(Stored items)
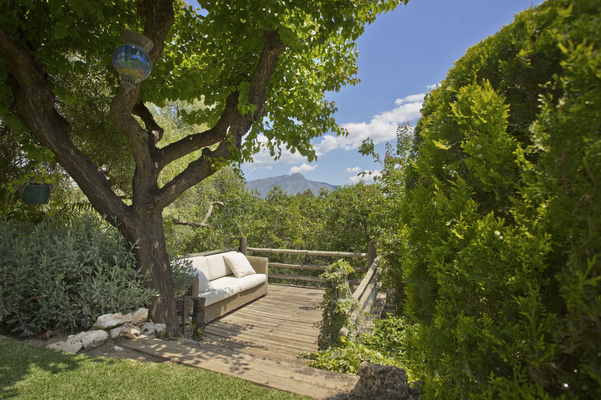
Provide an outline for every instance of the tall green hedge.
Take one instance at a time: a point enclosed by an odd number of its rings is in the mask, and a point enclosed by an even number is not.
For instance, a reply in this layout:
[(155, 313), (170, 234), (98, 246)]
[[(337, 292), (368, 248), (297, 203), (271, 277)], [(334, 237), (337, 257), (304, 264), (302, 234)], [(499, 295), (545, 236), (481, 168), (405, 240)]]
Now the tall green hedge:
[(549, 0), (427, 96), (400, 234), (427, 399), (601, 398), (601, 2)]
[(40, 222), (0, 217), (0, 325), (22, 335), (88, 327), (150, 303), (130, 246), (91, 208)]

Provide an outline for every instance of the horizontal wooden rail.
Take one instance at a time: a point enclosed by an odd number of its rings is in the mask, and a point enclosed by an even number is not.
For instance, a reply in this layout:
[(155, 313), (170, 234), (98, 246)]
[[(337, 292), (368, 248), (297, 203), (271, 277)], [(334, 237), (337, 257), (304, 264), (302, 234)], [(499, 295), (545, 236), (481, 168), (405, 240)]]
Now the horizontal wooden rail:
[(307, 255), (324, 255), (326, 257), (348, 257), (355, 258), (367, 258), (367, 253), (351, 253), (344, 251), (319, 251), (317, 250), (294, 250), (291, 249), (264, 249), (259, 247), (247, 247), (248, 251), (263, 253), (280, 253), (282, 254), (305, 254)]
[[(313, 281), (314, 282), (325, 282), (328, 279), (317, 276), (305, 276), (304, 275), (288, 275), (285, 273), (270, 273), (269, 278), (281, 278), (287, 279), (300, 279), (301, 281)], [(359, 282), (358, 280), (349, 281), (350, 283)]]
[(221, 250), (211, 250), (210, 251), (205, 251), (201, 253), (192, 253), (191, 254), (186, 254), (183, 257), (185, 258), (188, 258), (192, 257), (198, 257), (199, 255), (213, 255), (213, 254), (221, 254), (221, 253), (227, 253), (230, 251), (237, 251), (238, 249), (221, 249)]
[(367, 284), (370, 282), (371, 279), (371, 276), (373, 276), (374, 273), (376, 272), (376, 269), (377, 268), (377, 264), (380, 263), (380, 260), (382, 259), (382, 255), (379, 254), (376, 259), (374, 260), (374, 262), (372, 263), (371, 265), (370, 266), (370, 269), (367, 270), (367, 272), (365, 273), (365, 276), (363, 277), (361, 280), (361, 283), (359, 284), (359, 287), (357, 290), (355, 291), (353, 293), (353, 297), (359, 300), (359, 299), (363, 295), (363, 292), (365, 291), (365, 288), (367, 287)]
[[(317, 264), (287, 264), (286, 263), (269, 263), (270, 267), (277, 267), (278, 268), (295, 268), (298, 269), (319, 269), (325, 270), (328, 267), (327, 265), (319, 265)], [(363, 272), (367, 270), (365, 267), (353, 267), (355, 271)]]
[(270, 273), (269, 278), (281, 278), (287, 279), (300, 279), (301, 281), (314, 281), (315, 282), (325, 282), (328, 279), (317, 276), (305, 276), (304, 275), (288, 275), (285, 273)]

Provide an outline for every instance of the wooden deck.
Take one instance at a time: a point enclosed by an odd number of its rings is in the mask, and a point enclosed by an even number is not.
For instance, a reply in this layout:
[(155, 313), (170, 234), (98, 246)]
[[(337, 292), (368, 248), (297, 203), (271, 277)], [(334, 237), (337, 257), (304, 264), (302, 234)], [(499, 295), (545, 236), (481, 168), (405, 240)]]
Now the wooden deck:
[(140, 336), (123, 345), (192, 366), (316, 399), (350, 389), (355, 375), (311, 368), (298, 357), (317, 349), (313, 324), (322, 289), (269, 284), (267, 296), (209, 323), (202, 342)]

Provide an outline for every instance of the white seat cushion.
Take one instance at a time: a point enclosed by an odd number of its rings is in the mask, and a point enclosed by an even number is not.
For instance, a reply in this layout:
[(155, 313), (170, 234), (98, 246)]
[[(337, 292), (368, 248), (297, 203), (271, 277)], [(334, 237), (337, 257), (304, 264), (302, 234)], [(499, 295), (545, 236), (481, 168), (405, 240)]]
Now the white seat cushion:
[(231, 275), (231, 269), (225, 264), (224, 260), (224, 254), (235, 254), (236, 251), (230, 251), (221, 254), (213, 254), (207, 255), (205, 258), (207, 259), (207, 266), (209, 268), (209, 275), (207, 278), (209, 281)]
[(267, 282), (267, 275), (264, 273), (253, 273), (242, 278), (236, 278), (234, 275), (222, 276), (211, 281), (211, 284), (215, 288), (237, 286), (240, 291), (244, 291), (264, 282)]
[(211, 285), (209, 278), (203, 273), (203, 271), (197, 269), (195, 270), (194, 274), (198, 279), (198, 291), (209, 291), (215, 288)]
[(237, 285), (233, 286), (225, 286), (224, 287), (216, 287), (213, 290), (209, 291), (200, 292), (199, 297), (204, 297), (204, 305), (209, 306), (214, 304), (218, 301), (227, 299), (231, 296), (240, 293), (240, 287)]
[(198, 291), (209, 291), (213, 289), (209, 281), (209, 268), (207, 266), (207, 258), (202, 255), (192, 257), (184, 260), (192, 261), (192, 268), (195, 269), (193, 273), (198, 278)]
[(242, 278), (253, 273), (255, 273), (255, 270), (252, 269), (251, 263), (248, 262), (248, 259), (242, 253), (236, 252), (233, 254), (225, 253), (223, 254), (224, 260), (225, 264), (230, 267), (230, 269), (234, 273), (236, 278)]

■ Instructions to follow
Copy each line above precisely, dropping the pictures.

■ Expected answer
Provide an outline for every instance of the tall green hedge.
Take one instance at a time: a point enclosed by an odd number of its rings is in the mask, and a point enclosed by an even number is not.
For instance, a reply in this layout:
[(155, 313), (170, 234), (98, 246)]
[[(337, 292), (368, 248), (297, 203), (271, 277)], [(334, 237), (337, 257), (304, 264), (302, 234)], [(499, 295), (545, 236), (481, 168), (405, 240)]]
Now the tall green hedge:
[(549, 0), (427, 96), (400, 234), (427, 399), (601, 398), (601, 2)]
[(40, 222), (0, 217), (0, 325), (22, 335), (88, 327), (150, 303), (130, 246), (91, 208)]

Provide an outline for every instance of the horizontal wooden rail.
Take one instance at a time: a point enclosed by an odd number of its rings is in the mask, and a point enclosed by an even number is not.
For instance, a reply in this layout:
[(155, 313), (170, 234), (98, 246)]
[[(337, 292), (368, 248), (297, 203), (271, 277)], [(334, 237), (337, 257), (304, 264), (302, 234)], [(499, 295), (545, 236), (481, 168), (405, 240)]]
Now the horizontal wooden rail:
[(307, 255), (324, 255), (326, 257), (348, 257), (355, 258), (367, 258), (367, 253), (351, 253), (344, 251), (319, 251), (317, 250), (294, 250), (291, 249), (264, 249), (259, 247), (247, 247), (248, 251), (263, 253), (280, 253), (282, 254), (305, 254)]
[[(313, 281), (314, 282), (325, 282), (328, 279), (317, 276), (305, 276), (304, 275), (288, 275), (285, 273), (270, 273), (269, 278), (281, 278), (287, 279), (300, 279), (301, 281)], [(359, 282), (358, 280), (349, 281), (350, 283)]]
[(221, 250), (211, 250), (210, 251), (205, 251), (201, 253), (192, 253), (191, 254), (186, 254), (183, 257), (185, 258), (188, 258), (192, 257), (198, 257), (199, 255), (213, 255), (213, 254), (221, 254), (221, 253), (227, 253), (230, 251), (237, 251), (238, 249), (221, 249)]
[(367, 284), (370, 282), (371, 279), (371, 276), (373, 276), (374, 273), (376, 272), (376, 269), (377, 268), (377, 264), (380, 263), (380, 260), (382, 259), (382, 255), (379, 254), (376, 259), (374, 260), (374, 262), (372, 263), (371, 265), (370, 266), (370, 269), (367, 270), (367, 272), (365, 273), (365, 276), (363, 277), (361, 280), (361, 283), (359, 284), (359, 287), (357, 290), (355, 291), (353, 293), (353, 297), (359, 300), (359, 299), (363, 295), (363, 292), (365, 291), (365, 288), (367, 287)]
[[(317, 264), (287, 264), (286, 263), (269, 263), (270, 267), (277, 267), (278, 268), (295, 268), (298, 269), (319, 269), (325, 270), (328, 267), (327, 265), (319, 265)], [(363, 272), (367, 270), (365, 267), (353, 267), (355, 271)]]
[(270, 273), (269, 278), (281, 278), (287, 279), (300, 279), (301, 281), (314, 281), (315, 282), (325, 282), (328, 279), (317, 276), (305, 276), (304, 275), (288, 275), (285, 273)]

Provide an outline for every instance of the wooden deck.
Take one instance at a time: a point enclosed by an odd number of its rings is in the mask, and a point enclosed by an even number is not.
For instance, a reply in this layout:
[(155, 313), (170, 234), (98, 246)]
[[(337, 292), (368, 248), (297, 203), (271, 277)], [(334, 237), (337, 257), (304, 264), (302, 234)], [(499, 295), (545, 236), (481, 168), (405, 240)]]
Now the wooden deck:
[(140, 336), (123, 345), (192, 366), (316, 399), (350, 389), (355, 375), (311, 368), (298, 357), (317, 349), (313, 324), (322, 289), (269, 284), (267, 296), (209, 323), (202, 342)]

Provide an outline for every instance of the white seat cushion.
Take one instance at a time: a point enclosed by an odd number of its rings is in the mask, and a point enclosed by an even number is not.
For instance, a reply in this layout:
[(155, 313), (170, 234), (98, 246)]
[[(337, 292), (368, 248), (297, 203), (271, 277)], [(334, 237), (337, 257), (304, 264), (302, 234)], [(499, 295), (545, 236), (481, 168), (405, 240)]]
Now the white seat cushion:
[(231, 275), (231, 269), (225, 264), (224, 260), (224, 254), (235, 254), (236, 251), (230, 251), (221, 254), (213, 254), (207, 255), (205, 258), (207, 259), (207, 266), (209, 268), (209, 275), (207, 278), (209, 281)]
[(267, 282), (267, 275), (264, 273), (253, 273), (242, 278), (236, 278), (234, 275), (222, 276), (211, 281), (211, 284), (215, 288), (237, 286), (240, 291), (244, 291), (264, 282)]
[(211, 285), (209, 278), (203, 273), (203, 271), (197, 269), (195, 270), (194, 274), (198, 279), (198, 291), (209, 291), (215, 288)]
[(237, 285), (233, 286), (225, 286), (224, 287), (216, 287), (213, 290), (209, 291), (200, 292), (199, 297), (204, 297), (204, 305), (209, 306), (214, 304), (218, 301), (227, 299), (231, 296), (240, 293), (240, 287)]
[(198, 291), (209, 291), (213, 289), (209, 281), (209, 268), (207, 266), (207, 258), (202, 255), (192, 257), (184, 260), (192, 261), (192, 268), (195, 269), (193, 273), (198, 278)]
[(242, 278), (253, 273), (255, 273), (255, 270), (252, 269), (251, 263), (248, 262), (248, 259), (242, 253), (236, 252), (233, 254), (225, 253), (223, 254), (224, 260), (225, 264), (230, 267), (230, 269), (234, 273), (236, 278)]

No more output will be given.